◆ **TEXTE À LIRE**
<<<<

J’ai vu HFT en concert. Je dois t’avouer qu’au début, c’est à dire durant les deux premières chansons, je fus déçue (ça n’a pas duré, sinon ce billet aurait le goût de la panne). Quelle est la différence entre ce mec au micro et les vidéos sur le net ? Les notes sont les mêmes, le chanteur, ben en fait, tu le vois pas trop bien entre une épaule et une tête. Heureusement, j’y suis allée avec des potes trop cool et prévoyant (c’est presque antinomique ces mots). Du coup, nous sommes assez bien placés, en fosse, à deux rangés des barrières, côté jardin. C’était plutôt cool comme point de vue. Mais avant de parler de Hubert-Felix Thiéfaine, découvrons la première partie.
Un jeune mec entre en scène, au milieu d’éléments techniques prévus pour HFT. Dans la pénombre, ces rampes de spots éteints m’évoquent un squelette de matrice. L’artiste se place face au micro, une guitare électrique à la main, un ordinateur posé sur un tabouret de bar. C’est Joseph d’Anvers, seul devant une salle comble. Avant le concert, j’ai écouté quelques-unes de ses chansons. Je voulais gouter le plaisir de reconnaître quelques notes de musique, et savoir à qui j’avais affaire. Je ne fus pas déçue. C’est un poète aux touches de mélancolie, de sexualité et d’amour. Certains textes paraissent un peu court face à ceux de HFT. Mais pour ne rien gâcher, Joseph d’Anvers a le sens de la scène, du rock brut et de l’humour.
Marie – Joseph d’Anvers.

>>>>

◆ **LISTE DES ENREGISTREMENTS**
<<<<

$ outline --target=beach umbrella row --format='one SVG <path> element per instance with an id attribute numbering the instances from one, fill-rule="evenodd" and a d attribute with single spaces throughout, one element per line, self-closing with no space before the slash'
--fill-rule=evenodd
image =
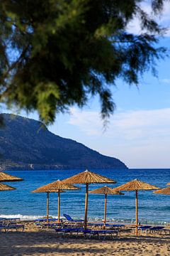
<path id="1" fill-rule="evenodd" d="M 84 228 L 87 227 L 87 211 L 88 211 L 88 194 L 89 185 L 91 183 L 115 183 L 116 181 L 111 178 L 106 178 L 101 175 L 93 173 L 86 170 L 80 174 L 74 175 L 62 181 L 65 183 L 79 183 L 86 184 L 86 196 L 85 196 L 85 213 L 84 213 Z"/>
<path id="2" fill-rule="evenodd" d="M 103 194 L 105 195 L 105 207 L 104 207 L 104 220 L 103 220 L 103 225 L 106 228 L 106 213 L 107 213 L 107 196 L 108 195 L 124 195 L 123 193 L 120 191 L 114 191 L 113 189 L 105 186 L 102 188 L 99 188 L 97 189 L 94 189 L 89 192 L 89 193 L 94 194 Z"/>
<path id="3" fill-rule="evenodd" d="M 135 204 L 136 204 L 136 235 L 137 235 L 138 231 L 138 198 L 137 194 L 138 191 L 140 190 L 153 190 L 153 189 L 159 189 L 156 186 L 150 185 L 147 183 L 141 181 L 138 179 L 135 179 L 133 181 L 129 181 L 125 184 L 119 186 L 117 188 L 114 188 L 117 191 L 135 191 Z"/>
<path id="4" fill-rule="evenodd" d="M 170 195 L 170 187 L 159 189 L 159 190 L 158 190 L 157 191 L 154 191 L 154 193 L 155 193 L 164 194 L 164 195 Z"/>
<path id="5" fill-rule="evenodd" d="M 62 181 L 57 181 L 49 184 L 45 185 L 32 191 L 33 193 L 47 193 L 47 223 L 49 218 L 49 193 L 58 193 L 58 223 L 60 222 L 60 193 L 64 192 L 64 190 L 77 190 L 79 188 L 71 184 L 64 183 Z"/>

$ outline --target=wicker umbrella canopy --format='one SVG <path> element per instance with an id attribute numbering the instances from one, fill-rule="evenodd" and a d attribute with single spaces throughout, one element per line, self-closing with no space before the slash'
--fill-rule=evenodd
<path id="1" fill-rule="evenodd" d="M 23 178 L 13 176 L 11 175 L 5 174 L 2 171 L 0 171 L 0 181 L 23 181 Z"/>
<path id="2" fill-rule="evenodd" d="M 88 193 L 89 193 L 89 184 L 90 183 L 115 183 L 116 181 L 111 178 L 106 178 L 101 175 L 95 174 L 90 171 L 86 170 L 80 174 L 74 175 L 72 177 L 67 178 L 62 181 L 65 183 L 78 183 L 86 184 L 86 198 L 85 198 L 85 215 L 84 215 L 84 227 L 87 226 L 87 208 L 88 208 Z"/>
<path id="3" fill-rule="evenodd" d="M 13 188 L 10 186 L 0 183 L 0 191 L 11 191 L 11 190 L 15 190 L 15 189 L 16 189 L 15 188 Z"/>
<path id="4" fill-rule="evenodd" d="M 164 195 L 170 195 L 170 187 L 159 189 L 157 191 L 154 191 L 154 193 L 161 193 L 161 194 L 164 194 Z"/>
<path id="5" fill-rule="evenodd" d="M 120 191 L 114 191 L 113 189 L 109 188 L 107 186 L 89 191 L 89 193 L 94 193 L 94 194 L 97 193 L 97 194 L 105 195 L 104 221 L 103 221 L 104 228 L 105 228 L 106 223 L 106 213 L 107 213 L 107 195 L 124 195 L 124 193 Z"/>
<path id="6" fill-rule="evenodd" d="M 136 194 L 136 235 L 137 235 L 137 226 L 138 226 L 138 201 L 137 201 L 137 192 L 139 190 L 153 190 L 159 189 L 155 186 L 150 185 L 146 182 L 141 181 L 138 179 L 129 181 L 125 184 L 119 186 L 114 188 L 116 191 L 135 191 Z"/>
<path id="7" fill-rule="evenodd" d="M 52 182 L 49 184 L 42 186 L 35 191 L 33 193 L 47 193 L 47 223 L 48 223 L 49 216 L 49 193 L 58 193 L 58 223 L 60 222 L 60 193 L 64 192 L 63 190 L 77 190 L 79 188 L 73 186 L 72 184 L 64 183 L 62 181 L 57 181 Z"/>

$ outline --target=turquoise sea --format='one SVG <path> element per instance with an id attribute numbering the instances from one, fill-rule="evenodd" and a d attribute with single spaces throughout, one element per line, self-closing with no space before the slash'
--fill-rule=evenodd
<path id="1" fill-rule="evenodd" d="M 160 188 L 170 182 L 170 169 L 95 169 L 90 170 L 117 181 L 108 184 L 115 187 L 135 178 L 139 178 Z M 82 170 L 57 171 L 11 171 L 8 174 L 24 179 L 20 182 L 5 183 L 17 189 L 0 193 L 0 217 L 19 217 L 33 220 L 46 215 L 46 193 L 32 193 L 41 186 L 64 179 Z M 85 186 L 78 185 L 80 191 L 67 191 L 61 194 L 61 216 L 68 213 L 74 218 L 84 218 Z M 105 186 L 91 184 L 89 191 Z M 153 191 L 140 191 L 138 196 L 139 221 L 140 223 L 170 223 L 170 196 L 154 194 Z M 104 196 L 89 194 L 89 220 L 102 220 Z M 50 215 L 57 215 L 57 194 L 50 195 Z M 125 192 L 125 196 L 108 196 L 108 219 L 113 221 L 131 223 L 135 218 L 135 192 Z"/>

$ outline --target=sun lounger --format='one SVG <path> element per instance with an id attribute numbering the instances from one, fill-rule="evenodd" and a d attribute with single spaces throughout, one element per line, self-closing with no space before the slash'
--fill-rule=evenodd
<path id="1" fill-rule="evenodd" d="M 56 220 L 57 220 L 57 219 L 55 218 L 50 218 L 48 219 L 48 221 L 56 221 Z M 38 221 L 38 222 L 47 221 L 47 218 L 38 218 L 38 219 L 35 220 L 35 222 L 36 221 Z"/>
<path id="2" fill-rule="evenodd" d="M 158 233 L 161 234 L 162 231 L 164 230 L 164 226 L 151 227 L 149 228 L 149 232 L 153 234 L 158 234 Z"/>
<path id="3" fill-rule="evenodd" d="M 89 235 L 89 238 L 91 238 L 91 236 L 97 236 L 98 239 L 101 238 L 101 236 L 103 237 L 103 240 L 106 239 L 106 235 L 108 235 L 113 239 L 113 234 L 115 235 L 114 237 L 118 238 L 118 230 L 86 230 L 84 231 L 84 235 Z"/>
<path id="4" fill-rule="evenodd" d="M 150 230 L 150 228 L 152 228 L 152 225 L 146 225 L 143 226 L 138 227 L 138 230 L 140 230 L 142 234 L 144 233 L 147 234 L 147 231 Z"/>
<path id="5" fill-rule="evenodd" d="M 4 231 L 4 232 L 8 232 L 8 227 L 6 226 L 6 225 L 0 225 L 0 232 L 1 231 Z"/>
<path id="6" fill-rule="evenodd" d="M 73 233 L 76 233 L 78 236 L 79 233 L 83 233 L 85 230 L 84 228 L 55 228 L 55 232 L 57 233 L 62 233 L 62 237 L 65 237 L 67 233 L 69 233 L 69 235 L 72 235 Z"/>
<path id="7" fill-rule="evenodd" d="M 95 226 L 95 227 L 97 227 L 97 226 L 102 227 L 102 226 L 103 226 L 103 223 L 88 223 L 87 225 L 89 226 Z"/>
<path id="8" fill-rule="evenodd" d="M 4 230 L 5 232 L 8 232 L 10 230 L 15 230 L 16 231 L 18 231 L 18 230 L 21 229 L 22 231 L 24 231 L 24 225 L 13 225 L 11 223 L 9 224 L 4 224 L 0 225 L 0 231 Z"/>
<path id="9" fill-rule="evenodd" d="M 86 238 L 89 237 L 91 238 L 92 236 L 97 236 L 98 238 L 102 236 L 103 240 L 106 239 L 106 235 L 110 235 L 113 239 L 113 235 L 118 237 L 118 231 L 111 230 L 91 230 L 91 229 L 84 229 L 84 228 L 55 228 L 55 232 L 57 233 L 62 233 L 62 237 L 64 237 L 67 233 L 69 233 L 69 235 L 72 235 L 73 233 L 76 233 L 78 236 L 79 233 L 83 233 Z"/>
<path id="10" fill-rule="evenodd" d="M 72 223 L 81 223 L 84 221 L 84 220 L 74 220 L 72 217 L 70 217 L 69 215 L 68 214 L 63 214 L 63 216 L 65 217 L 65 218 L 67 219 L 67 220 L 72 222 Z"/>

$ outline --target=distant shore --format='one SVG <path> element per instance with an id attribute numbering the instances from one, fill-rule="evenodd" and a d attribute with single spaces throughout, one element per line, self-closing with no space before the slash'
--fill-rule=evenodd
<path id="1" fill-rule="evenodd" d="M 118 239 L 63 238 L 51 230 L 40 230 L 33 222 L 24 222 L 26 230 L 1 233 L 1 255 L 169 255 L 169 235 L 140 235 L 120 233 Z"/>

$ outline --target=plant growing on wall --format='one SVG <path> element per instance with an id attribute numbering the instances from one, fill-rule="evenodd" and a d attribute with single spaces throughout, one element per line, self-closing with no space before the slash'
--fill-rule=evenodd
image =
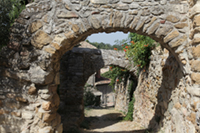
<path id="1" fill-rule="evenodd" d="M 155 41 L 150 37 L 138 35 L 136 33 L 129 34 L 130 42 L 123 45 L 126 56 L 138 68 L 144 68 L 149 65 L 151 50 L 155 47 Z"/>
<path id="2" fill-rule="evenodd" d="M 0 49 L 7 45 L 10 28 L 23 9 L 23 0 L 0 0 Z"/>

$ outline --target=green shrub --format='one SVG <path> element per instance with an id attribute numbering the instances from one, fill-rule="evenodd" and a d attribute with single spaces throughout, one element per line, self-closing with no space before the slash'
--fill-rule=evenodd
<path id="1" fill-rule="evenodd" d="M 85 106 L 91 106 L 95 105 L 98 106 L 100 104 L 100 99 L 96 97 L 91 91 L 89 86 L 84 87 L 84 105 Z"/>
<path id="2" fill-rule="evenodd" d="M 110 85 L 114 87 L 114 84 L 120 83 L 120 82 L 125 82 L 127 79 L 131 76 L 129 71 L 117 66 L 110 66 L 110 70 L 104 74 L 101 75 L 102 77 L 110 78 L 111 82 Z"/>
<path id="3" fill-rule="evenodd" d="M 128 105 L 128 113 L 124 117 L 125 121 L 132 121 L 133 120 L 134 103 L 135 103 L 135 98 L 134 98 L 134 95 L 133 95 L 132 100 L 129 102 L 129 105 Z"/>
<path id="4" fill-rule="evenodd" d="M 147 67 L 150 62 L 151 50 L 155 47 L 155 41 L 150 37 L 136 33 L 130 33 L 129 38 L 130 43 L 124 44 L 127 57 L 138 68 Z"/>

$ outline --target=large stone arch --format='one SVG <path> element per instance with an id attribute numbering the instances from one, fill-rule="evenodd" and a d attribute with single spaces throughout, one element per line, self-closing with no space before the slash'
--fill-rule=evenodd
<path id="1" fill-rule="evenodd" d="M 122 51 L 73 48 L 63 55 L 58 112 L 62 116 L 64 131 L 78 128 L 83 120 L 83 92 L 88 78 L 99 69 L 110 65 L 128 69 L 136 77 L 136 67 L 126 59 L 125 52 Z"/>
<path id="2" fill-rule="evenodd" d="M 196 1 L 181 0 L 35 0 L 16 19 L 10 43 L 1 51 L 2 130 L 12 125 L 11 132 L 61 132 L 56 92 L 59 61 L 93 33 L 150 36 L 176 57 L 188 88 L 196 89 L 200 84 L 199 7 Z"/>

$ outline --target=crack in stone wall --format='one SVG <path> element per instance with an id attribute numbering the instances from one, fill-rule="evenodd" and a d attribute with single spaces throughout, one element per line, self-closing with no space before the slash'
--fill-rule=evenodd
<path id="1" fill-rule="evenodd" d="M 199 97 L 199 9 L 195 0 L 35 0 L 28 4 L 0 53 L 1 132 L 62 132 L 56 91 L 60 59 L 93 33 L 123 31 L 153 38 L 178 62 L 188 80 L 188 94 Z M 6 107 L 9 99 L 20 108 Z M 198 112 L 199 108 L 191 117 L 199 117 Z M 12 124 L 15 120 L 21 126 Z M 199 119 L 193 122 L 198 123 Z"/>

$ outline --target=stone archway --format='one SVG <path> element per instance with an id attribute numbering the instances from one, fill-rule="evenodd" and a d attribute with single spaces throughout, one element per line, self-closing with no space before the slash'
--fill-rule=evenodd
<path id="1" fill-rule="evenodd" d="M 1 130 L 62 132 L 56 92 L 60 59 L 97 32 L 136 32 L 158 41 L 176 57 L 188 93 L 196 95 L 199 7 L 195 1 L 35 0 L 16 19 L 1 51 Z"/>
<path id="2" fill-rule="evenodd" d="M 136 67 L 126 59 L 125 52 L 122 51 L 73 48 L 63 55 L 60 67 L 59 113 L 65 132 L 78 129 L 83 120 L 83 92 L 88 78 L 99 69 L 110 65 L 126 68 L 136 75 Z"/>

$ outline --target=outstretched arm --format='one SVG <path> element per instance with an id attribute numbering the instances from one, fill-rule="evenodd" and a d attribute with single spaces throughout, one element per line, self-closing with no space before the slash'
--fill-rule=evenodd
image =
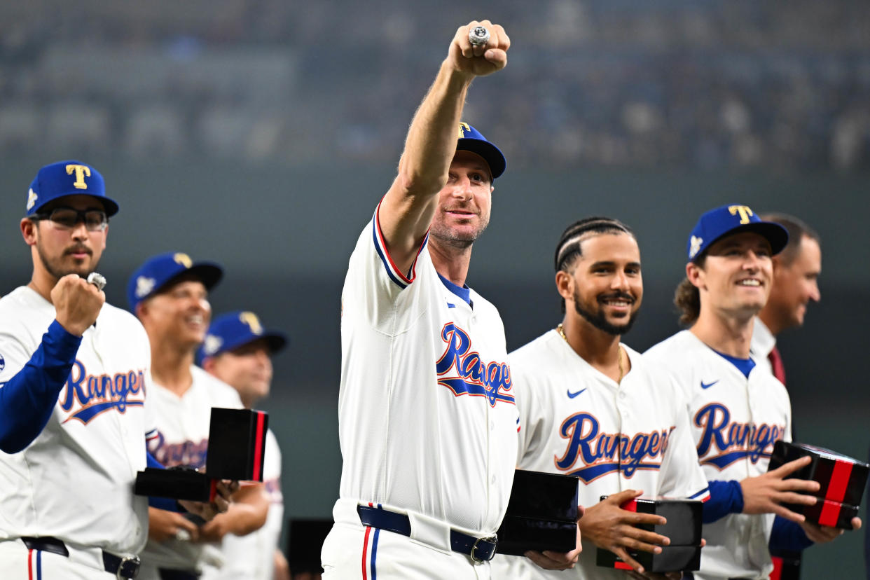
<path id="1" fill-rule="evenodd" d="M 490 32 L 485 46 L 472 46 L 468 39 L 469 30 L 476 26 Z M 434 215 L 438 194 L 446 183 L 468 87 L 475 77 L 505 68 L 510 45 L 505 30 L 488 20 L 460 26 L 414 115 L 398 174 L 378 212 L 390 256 L 403 271 L 413 263 Z"/>

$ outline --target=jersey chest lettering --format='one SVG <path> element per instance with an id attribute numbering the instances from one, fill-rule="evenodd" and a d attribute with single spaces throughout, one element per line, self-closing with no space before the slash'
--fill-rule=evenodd
<path id="1" fill-rule="evenodd" d="M 182 441 L 168 443 L 163 431 L 148 439 L 148 452 L 165 467 L 183 465 L 200 469 L 205 467 L 205 458 L 209 450 L 209 439 L 199 441 Z"/>
<path id="2" fill-rule="evenodd" d="M 786 432 L 785 425 L 732 421 L 731 411 L 720 403 L 701 407 L 693 422 L 701 429 L 698 443 L 701 464 L 719 470 L 746 457 L 753 463 L 761 457 L 770 457 L 768 448 Z"/>
<path id="3" fill-rule="evenodd" d="M 441 340 L 446 343 L 444 354 L 435 363 L 438 384 L 453 391 L 457 397 L 485 397 L 490 406 L 497 403 L 515 404 L 511 368 L 506 363 L 486 363 L 472 350 L 468 333 L 453 323 L 441 329 Z"/>
<path id="4" fill-rule="evenodd" d="M 77 419 L 84 424 L 107 410 L 125 413 L 127 407 L 141 407 L 144 400 L 144 370 L 90 375 L 78 359 L 73 363 L 59 397 L 60 408 L 67 413 L 63 423 Z"/>
<path id="5" fill-rule="evenodd" d="M 568 440 L 565 454 L 554 457 L 556 468 L 590 483 L 613 471 L 631 478 L 638 470 L 659 470 L 674 426 L 648 433 L 602 433 L 591 413 L 574 413 L 562 422 L 559 434 Z M 574 469 L 577 462 L 583 467 Z"/>

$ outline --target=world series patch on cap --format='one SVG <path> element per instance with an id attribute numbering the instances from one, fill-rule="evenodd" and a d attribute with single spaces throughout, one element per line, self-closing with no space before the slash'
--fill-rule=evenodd
<path id="1" fill-rule="evenodd" d="M 90 196 L 103 203 L 107 216 L 117 213 L 117 203 L 106 197 L 105 182 L 100 172 L 81 161 L 58 161 L 41 168 L 30 183 L 24 205 L 32 216 L 49 202 L 67 196 Z"/>
<path id="2" fill-rule="evenodd" d="M 501 150 L 486 139 L 483 134 L 467 123 L 459 123 L 456 150 L 471 151 L 483 157 L 490 166 L 492 179 L 499 177 L 507 168 L 507 161 Z"/>
<path id="3" fill-rule="evenodd" d="M 788 243 L 788 231 L 781 225 L 762 221 L 748 205 L 733 203 L 710 210 L 699 218 L 689 235 L 689 260 L 697 260 L 726 236 L 742 231 L 753 231 L 766 238 L 773 254 L 779 254 Z"/>
<path id="4" fill-rule="evenodd" d="M 191 276 L 211 290 L 220 282 L 224 269 L 214 262 L 194 262 L 184 252 L 153 256 L 133 272 L 127 283 L 130 311 L 135 314 L 140 302 L 168 287 L 182 276 Z"/>

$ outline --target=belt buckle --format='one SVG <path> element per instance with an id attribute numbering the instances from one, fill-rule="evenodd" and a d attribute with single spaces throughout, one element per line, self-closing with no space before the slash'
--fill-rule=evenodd
<path id="1" fill-rule="evenodd" d="M 478 550 L 478 544 L 481 542 L 492 542 L 492 543 L 496 544 L 495 546 L 492 547 L 492 553 L 490 554 L 490 557 L 488 558 L 485 559 L 478 558 L 477 556 L 474 555 L 474 552 L 477 551 Z M 492 559 L 492 557 L 495 556 L 495 549 L 498 545 L 499 545 L 498 536 L 490 536 L 489 537 L 478 537 L 478 539 L 474 540 L 474 544 L 472 546 L 472 552 L 469 554 L 469 556 L 472 557 L 472 560 L 473 560 L 474 562 L 489 562 L 490 560 Z"/>
<path id="2" fill-rule="evenodd" d="M 121 557 L 121 562 L 117 564 L 117 570 L 115 571 L 115 577 L 117 580 L 132 580 L 139 573 L 140 563 L 138 556 Z M 131 568 L 129 571 L 125 570 L 127 564 L 130 564 Z"/>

>>>>

◆ **CONSIGNES**
1) Réponds à ces questions d’après le texte sur le concert :
(a) Pendant combien de chansons la déception du début a-t-elle duré ?
(b) Qu’est-ce que Joseph d’Anvers a avec lui sur scène ?
(c) Quelles touches marquent sa poésie ?
2) Recopie sans rien changer le passage du texte sur le concert qui commence par les mots « Un jeune mec » et se termine par « Marie – Joseph d’Anvers. ».

◆ **RÉPONSES PAR ORDRE**
1)
(a) Pendant les deux premières chansons.
(b) Une guitare électrique à la main et un ordinateur posé sur un tabouret de bar.
(c) Des touches de mélancolie, de sexualité et d’amour.

2)
Un jeune mec entre en scène, au milieu d’éléments techniques prévus pour HFT. Dans la pénombre, ces rampes de spots éteints m’évoquent un squelette de matrice. L’artiste se place face au micro, une guitare électrique à la main, un ordinateur posé sur un tabouret de bar. C’est Joseph d’Anvers, seul devant une salle comble. Avant le concert, j’ai écouté quelques-unes de ses chansons. Je voulais gouter le plaisir de reconnaître quelques notes de musique, et savoir à qui j’avais affaire. Je ne fus pas déçue. C’est un poète aux touches de mélancolie, de sexualité et d’amour. Certains textes paraissent un peu court face à ceux de HFT. Mais pour ne rien gâcher, Joseph d’Anvers a le sens de la scène, du rock brut et de l’humour.
Marie – Joseph d’Anvers.